◆ The task ◆
Reproduce exactly the lines from the one containing "Expected: for each instance of the airplane winglet" through the last line of the data, both ends included.

= = =

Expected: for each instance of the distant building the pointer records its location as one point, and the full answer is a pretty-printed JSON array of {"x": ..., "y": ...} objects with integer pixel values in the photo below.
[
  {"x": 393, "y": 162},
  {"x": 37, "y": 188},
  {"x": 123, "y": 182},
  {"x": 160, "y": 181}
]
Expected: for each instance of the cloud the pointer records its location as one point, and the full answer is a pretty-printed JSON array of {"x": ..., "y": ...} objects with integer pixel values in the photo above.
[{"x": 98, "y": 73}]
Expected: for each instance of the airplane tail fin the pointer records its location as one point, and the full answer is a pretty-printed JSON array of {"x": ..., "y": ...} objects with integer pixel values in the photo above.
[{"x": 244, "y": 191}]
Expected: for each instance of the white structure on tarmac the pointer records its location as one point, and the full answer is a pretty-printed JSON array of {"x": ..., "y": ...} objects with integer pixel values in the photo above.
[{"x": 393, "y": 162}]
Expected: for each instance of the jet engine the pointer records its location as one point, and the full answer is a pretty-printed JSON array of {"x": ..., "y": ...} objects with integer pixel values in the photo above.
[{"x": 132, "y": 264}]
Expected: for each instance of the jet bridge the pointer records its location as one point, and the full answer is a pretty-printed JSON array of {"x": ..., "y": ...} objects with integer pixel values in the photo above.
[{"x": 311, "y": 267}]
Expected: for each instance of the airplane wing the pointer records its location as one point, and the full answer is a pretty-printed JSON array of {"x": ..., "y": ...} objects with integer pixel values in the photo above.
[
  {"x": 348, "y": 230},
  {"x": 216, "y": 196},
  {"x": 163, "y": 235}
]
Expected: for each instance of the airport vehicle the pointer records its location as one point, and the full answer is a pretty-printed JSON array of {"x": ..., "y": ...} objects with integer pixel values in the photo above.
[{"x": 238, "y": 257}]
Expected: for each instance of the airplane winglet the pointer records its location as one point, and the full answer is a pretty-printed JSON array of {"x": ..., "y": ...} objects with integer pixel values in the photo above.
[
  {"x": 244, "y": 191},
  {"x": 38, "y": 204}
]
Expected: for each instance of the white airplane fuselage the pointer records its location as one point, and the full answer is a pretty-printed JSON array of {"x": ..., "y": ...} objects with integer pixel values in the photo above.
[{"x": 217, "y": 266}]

= = =

◆ Problem solution ◆
Expected: for each instance of the airplane winglet the pointer records its location as one point, and the full answer is a pretty-printed JSON array of {"x": ..., "y": ...} objects with integer pixel values in the photo above.
[
  {"x": 244, "y": 191},
  {"x": 38, "y": 204}
]
Expected: for each instance of the white airplane fuselage the pointer records its location as one point, and the full answer is a pretty-printed JSON array of {"x": ..., "y": ...} objects with integer pixel values in the photo above.
[{"x": 217, "y": 266}]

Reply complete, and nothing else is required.